# TEXT SECTION start
1) The telecommunications giant AT&T is making its belated entry into the streaming video business to compete with Netflix, Apple and Disney. AT&T plans to reach about 80 million subscribers globally, 50 million in the United States by 2025. HBO Max is expanding its customer base into the streaming market through AT&T wireless. AT&T also owns the satellite service DirecTV.
2) The UAW (United Auto Workers) has approved a new contract with GM (General Motors) which ends the six week strike. GM is calling back technicians to prepare the plants to resume production, with production resuming as early as Monday at some plants. The new contract gives workers a series of wage increases and a path for temporary workers to become permanent employees. Permanent workers can earn as much as $32 an hour.
# TEXT SECTION end
• SET PROBLEM A: Locate each line in the entries that contains the word "foliage", and copy those lines.
The news text and the entries are unrelated pieces of material.
# DATASET EXTRACT start
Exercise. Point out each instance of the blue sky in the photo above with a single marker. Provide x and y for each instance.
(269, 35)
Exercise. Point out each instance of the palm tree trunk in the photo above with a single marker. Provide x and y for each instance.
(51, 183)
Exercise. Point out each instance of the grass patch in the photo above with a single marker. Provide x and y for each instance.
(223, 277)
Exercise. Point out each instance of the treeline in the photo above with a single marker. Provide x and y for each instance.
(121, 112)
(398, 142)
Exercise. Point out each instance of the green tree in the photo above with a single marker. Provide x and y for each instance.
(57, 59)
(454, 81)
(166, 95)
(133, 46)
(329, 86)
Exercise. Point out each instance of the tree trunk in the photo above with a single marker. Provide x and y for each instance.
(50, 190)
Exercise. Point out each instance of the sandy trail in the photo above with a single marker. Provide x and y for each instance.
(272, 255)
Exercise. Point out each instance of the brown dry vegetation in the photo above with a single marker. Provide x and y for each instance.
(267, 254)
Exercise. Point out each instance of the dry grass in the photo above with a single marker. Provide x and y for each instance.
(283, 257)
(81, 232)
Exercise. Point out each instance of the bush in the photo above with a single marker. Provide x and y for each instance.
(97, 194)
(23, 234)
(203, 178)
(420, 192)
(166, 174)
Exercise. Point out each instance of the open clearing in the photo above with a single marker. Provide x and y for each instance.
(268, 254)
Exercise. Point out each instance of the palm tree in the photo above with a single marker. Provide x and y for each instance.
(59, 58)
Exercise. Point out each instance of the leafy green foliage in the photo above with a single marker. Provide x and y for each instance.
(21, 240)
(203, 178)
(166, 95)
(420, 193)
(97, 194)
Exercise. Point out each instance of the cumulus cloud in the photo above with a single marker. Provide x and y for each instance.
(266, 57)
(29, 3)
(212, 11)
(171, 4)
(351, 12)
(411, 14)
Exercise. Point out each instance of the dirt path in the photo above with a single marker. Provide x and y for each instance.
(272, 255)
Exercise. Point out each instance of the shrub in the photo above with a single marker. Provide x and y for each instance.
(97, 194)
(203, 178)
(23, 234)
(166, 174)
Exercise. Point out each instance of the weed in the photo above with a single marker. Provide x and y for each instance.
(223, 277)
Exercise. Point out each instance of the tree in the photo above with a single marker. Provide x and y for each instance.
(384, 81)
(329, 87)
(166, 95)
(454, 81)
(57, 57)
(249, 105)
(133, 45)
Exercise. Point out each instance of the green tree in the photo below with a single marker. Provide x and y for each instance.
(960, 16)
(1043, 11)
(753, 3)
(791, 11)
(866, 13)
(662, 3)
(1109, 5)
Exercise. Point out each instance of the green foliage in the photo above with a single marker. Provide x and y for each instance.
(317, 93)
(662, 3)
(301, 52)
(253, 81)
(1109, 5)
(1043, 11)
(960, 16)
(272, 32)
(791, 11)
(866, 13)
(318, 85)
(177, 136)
# DATASET EXTRACT end
• SET PROBLEM B: Using the news text, explain why GM is calling back technicians.

• COMPLETE OUTPUT A:
Exercise. Point out each instance of the leafy green foliage in the photo above with a single marker. Provide x and y for each instance.
Exercise. Point out each instance of the green foliage in the photo above with a single marker. Provide x and y for each instance.

• COMPLETE OUTPUT B: GM is calling back technicians to prepare its plants to resume production. Production could resume as early as Monday at some plants.